THE PROBLEM
Could you filter the records below down to the lines that include the word "shoulder"?

(INPUT DATA)

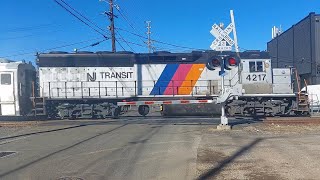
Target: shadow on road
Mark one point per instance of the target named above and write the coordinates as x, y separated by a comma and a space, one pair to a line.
52, 130
216, 170
56, 152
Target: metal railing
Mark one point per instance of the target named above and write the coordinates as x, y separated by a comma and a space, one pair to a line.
105, 89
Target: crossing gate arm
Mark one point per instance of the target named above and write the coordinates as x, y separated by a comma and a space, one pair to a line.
138, 103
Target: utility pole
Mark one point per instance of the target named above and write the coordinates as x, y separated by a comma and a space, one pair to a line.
149, 42
111, 17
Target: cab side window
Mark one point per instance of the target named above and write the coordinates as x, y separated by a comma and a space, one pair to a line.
256, 66
5, 79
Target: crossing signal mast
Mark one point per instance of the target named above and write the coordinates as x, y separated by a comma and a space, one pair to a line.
222, 43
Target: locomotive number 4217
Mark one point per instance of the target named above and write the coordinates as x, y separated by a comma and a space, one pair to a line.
256, 77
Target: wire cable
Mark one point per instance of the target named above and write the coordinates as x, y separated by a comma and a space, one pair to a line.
161, 42
82, 15
73, 14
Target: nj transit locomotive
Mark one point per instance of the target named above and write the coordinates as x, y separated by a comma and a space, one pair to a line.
85, 85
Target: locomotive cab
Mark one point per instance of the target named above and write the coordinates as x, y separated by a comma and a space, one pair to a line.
15, 87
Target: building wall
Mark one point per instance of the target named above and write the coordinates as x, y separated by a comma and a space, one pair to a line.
299, 47
317, 51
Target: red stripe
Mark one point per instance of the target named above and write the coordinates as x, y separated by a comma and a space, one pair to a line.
184, 102
149, 102
131, 103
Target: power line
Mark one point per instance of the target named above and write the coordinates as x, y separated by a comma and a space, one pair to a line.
73, 14
127, 20
161, 42
49, 49
82, 15
91, 45
125, 41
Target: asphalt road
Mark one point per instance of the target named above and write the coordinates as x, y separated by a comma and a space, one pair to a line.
159, 148
129, 148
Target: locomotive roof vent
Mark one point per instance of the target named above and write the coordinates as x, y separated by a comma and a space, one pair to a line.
104, 52
5, 60
124, 52
162, 52
84, 52
58, 52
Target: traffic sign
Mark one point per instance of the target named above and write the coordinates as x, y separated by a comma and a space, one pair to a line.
222, 38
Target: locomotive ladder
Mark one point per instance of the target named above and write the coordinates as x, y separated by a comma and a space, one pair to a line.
302, 98
38, 103
38, 106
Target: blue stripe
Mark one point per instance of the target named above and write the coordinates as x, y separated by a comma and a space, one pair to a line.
164, 79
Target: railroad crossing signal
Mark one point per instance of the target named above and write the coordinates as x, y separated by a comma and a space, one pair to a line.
223, 41
222, 38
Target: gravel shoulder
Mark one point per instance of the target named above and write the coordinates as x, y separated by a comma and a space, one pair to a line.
260, 151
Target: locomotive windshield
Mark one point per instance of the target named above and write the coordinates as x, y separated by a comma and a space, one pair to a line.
5, 79
256, 66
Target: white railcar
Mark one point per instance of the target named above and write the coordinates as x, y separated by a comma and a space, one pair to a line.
16, 87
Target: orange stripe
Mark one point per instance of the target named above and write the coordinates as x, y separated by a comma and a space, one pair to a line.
149, 102
131, 103
191, 79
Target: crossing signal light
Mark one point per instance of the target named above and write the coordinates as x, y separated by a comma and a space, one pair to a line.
230, 62
214, 63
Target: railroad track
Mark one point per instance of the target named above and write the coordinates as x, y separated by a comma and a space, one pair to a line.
292, 120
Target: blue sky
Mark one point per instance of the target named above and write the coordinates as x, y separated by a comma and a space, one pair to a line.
37, 25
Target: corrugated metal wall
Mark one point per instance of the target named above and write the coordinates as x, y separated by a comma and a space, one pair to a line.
317, 51
299, 46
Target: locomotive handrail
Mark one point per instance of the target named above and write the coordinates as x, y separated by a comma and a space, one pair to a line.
99, 89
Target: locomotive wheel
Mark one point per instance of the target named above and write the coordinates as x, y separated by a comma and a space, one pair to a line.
143, 110
115, 112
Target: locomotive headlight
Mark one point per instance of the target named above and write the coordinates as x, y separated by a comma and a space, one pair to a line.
232, 61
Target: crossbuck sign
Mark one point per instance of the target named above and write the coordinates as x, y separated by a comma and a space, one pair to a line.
223, 41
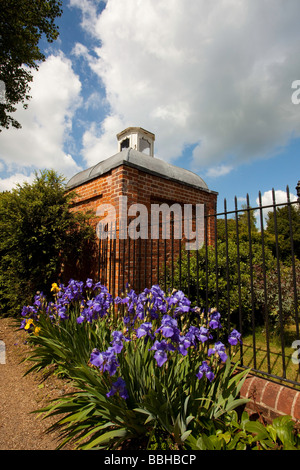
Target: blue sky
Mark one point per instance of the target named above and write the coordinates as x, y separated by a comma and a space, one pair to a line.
212, 80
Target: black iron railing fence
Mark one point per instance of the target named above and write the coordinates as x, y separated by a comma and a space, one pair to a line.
248, 268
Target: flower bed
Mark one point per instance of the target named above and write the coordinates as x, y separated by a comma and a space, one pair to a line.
148, 369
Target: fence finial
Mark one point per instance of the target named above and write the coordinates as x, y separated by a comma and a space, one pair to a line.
298, 190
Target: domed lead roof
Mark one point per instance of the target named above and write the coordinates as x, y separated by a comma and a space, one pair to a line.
143, 162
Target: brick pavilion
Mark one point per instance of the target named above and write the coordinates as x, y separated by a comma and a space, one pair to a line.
144, 179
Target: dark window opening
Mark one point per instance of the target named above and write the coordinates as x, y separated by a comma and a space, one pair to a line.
125, 144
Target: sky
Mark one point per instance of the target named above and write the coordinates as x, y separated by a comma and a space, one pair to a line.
216, 82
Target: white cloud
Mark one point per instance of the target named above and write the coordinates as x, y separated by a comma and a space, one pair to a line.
267, 199
46, 124
215, 74
219, 170
6, 184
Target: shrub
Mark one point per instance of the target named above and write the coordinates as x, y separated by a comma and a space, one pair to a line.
39, 235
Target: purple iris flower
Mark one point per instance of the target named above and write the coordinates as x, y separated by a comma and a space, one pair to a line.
89, 283
169, 328
144, 329
205, 369
214, 322
234, 337
183, 344
118, 386
161, 348
62, 312
117, 341
220, 349
106, 360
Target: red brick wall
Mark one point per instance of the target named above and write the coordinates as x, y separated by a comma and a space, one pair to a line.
270, 399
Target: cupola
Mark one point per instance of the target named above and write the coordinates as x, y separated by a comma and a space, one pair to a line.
138, 139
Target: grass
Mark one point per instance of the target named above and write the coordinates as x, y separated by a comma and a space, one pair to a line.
269, 356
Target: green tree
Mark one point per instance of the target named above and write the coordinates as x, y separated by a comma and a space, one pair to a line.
41, 240
22, 24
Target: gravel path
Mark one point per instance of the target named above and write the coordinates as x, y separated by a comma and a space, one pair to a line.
19, 396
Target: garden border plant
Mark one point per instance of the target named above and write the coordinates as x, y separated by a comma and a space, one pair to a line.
147, 370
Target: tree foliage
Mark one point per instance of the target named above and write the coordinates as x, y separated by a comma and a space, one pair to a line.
287, 222
40, 238
22, 25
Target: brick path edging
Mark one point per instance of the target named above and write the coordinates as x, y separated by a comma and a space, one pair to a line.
270, 399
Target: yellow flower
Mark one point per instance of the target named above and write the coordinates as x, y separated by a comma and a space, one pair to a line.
28, 323
37, 330
55, 288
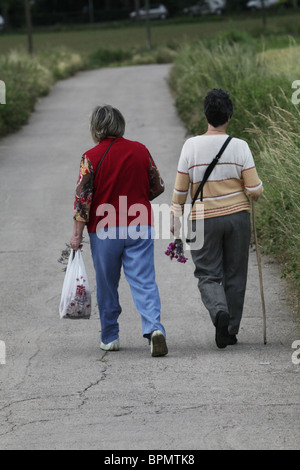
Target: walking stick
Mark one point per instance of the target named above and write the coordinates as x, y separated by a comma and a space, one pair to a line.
260, 272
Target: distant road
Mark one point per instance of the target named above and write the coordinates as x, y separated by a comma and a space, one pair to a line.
58, 390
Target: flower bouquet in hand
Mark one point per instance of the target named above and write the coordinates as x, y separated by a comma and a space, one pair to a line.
175, 251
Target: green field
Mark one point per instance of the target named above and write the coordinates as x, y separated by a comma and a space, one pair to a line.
127, 36
257, 65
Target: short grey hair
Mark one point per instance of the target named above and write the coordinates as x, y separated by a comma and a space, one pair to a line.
106, 121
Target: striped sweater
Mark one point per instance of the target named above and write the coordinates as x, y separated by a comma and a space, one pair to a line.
226, 190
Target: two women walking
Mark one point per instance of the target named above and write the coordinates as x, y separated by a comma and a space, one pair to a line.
117, 180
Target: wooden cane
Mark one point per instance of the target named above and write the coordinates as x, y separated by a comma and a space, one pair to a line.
260, 272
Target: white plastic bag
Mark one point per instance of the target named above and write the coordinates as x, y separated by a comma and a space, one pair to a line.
76, 295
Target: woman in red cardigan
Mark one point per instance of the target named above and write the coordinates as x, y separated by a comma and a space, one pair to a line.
115, 184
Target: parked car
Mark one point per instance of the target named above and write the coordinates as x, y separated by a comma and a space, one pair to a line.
206, 7
156, 12
257, 4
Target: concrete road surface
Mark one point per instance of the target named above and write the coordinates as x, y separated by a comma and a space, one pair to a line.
57, 389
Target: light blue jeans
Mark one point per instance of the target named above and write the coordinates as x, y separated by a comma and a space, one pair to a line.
137, 258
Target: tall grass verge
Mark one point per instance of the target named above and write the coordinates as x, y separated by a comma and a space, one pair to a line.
266, 118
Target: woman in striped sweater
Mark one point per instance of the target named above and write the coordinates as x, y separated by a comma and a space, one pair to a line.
222, 263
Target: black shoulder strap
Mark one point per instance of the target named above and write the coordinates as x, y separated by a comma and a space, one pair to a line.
98, 167
209, 171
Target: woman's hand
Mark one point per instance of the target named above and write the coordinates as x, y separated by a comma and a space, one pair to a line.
76, 242
77, 237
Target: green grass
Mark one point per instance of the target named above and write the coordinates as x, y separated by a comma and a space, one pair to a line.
260, 85
236, 54
129, 36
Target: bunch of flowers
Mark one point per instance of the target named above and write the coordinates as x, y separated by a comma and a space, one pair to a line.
175, 250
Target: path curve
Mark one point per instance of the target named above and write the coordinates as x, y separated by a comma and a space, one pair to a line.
58, 391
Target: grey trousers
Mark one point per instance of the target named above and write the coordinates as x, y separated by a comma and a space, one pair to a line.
222, 266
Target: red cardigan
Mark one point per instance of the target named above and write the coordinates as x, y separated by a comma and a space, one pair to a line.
125, 171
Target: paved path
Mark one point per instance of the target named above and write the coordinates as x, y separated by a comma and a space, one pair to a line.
57, 390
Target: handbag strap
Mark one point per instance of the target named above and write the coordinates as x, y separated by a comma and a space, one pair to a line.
209, 171
100, 163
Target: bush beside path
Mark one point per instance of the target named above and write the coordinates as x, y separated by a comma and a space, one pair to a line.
58, 390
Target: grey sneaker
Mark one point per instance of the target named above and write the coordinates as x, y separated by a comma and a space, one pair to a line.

(End INPUT DATA)

THE COMPLETED TASK
Target: gravel shoulder
Target: black shoulder strap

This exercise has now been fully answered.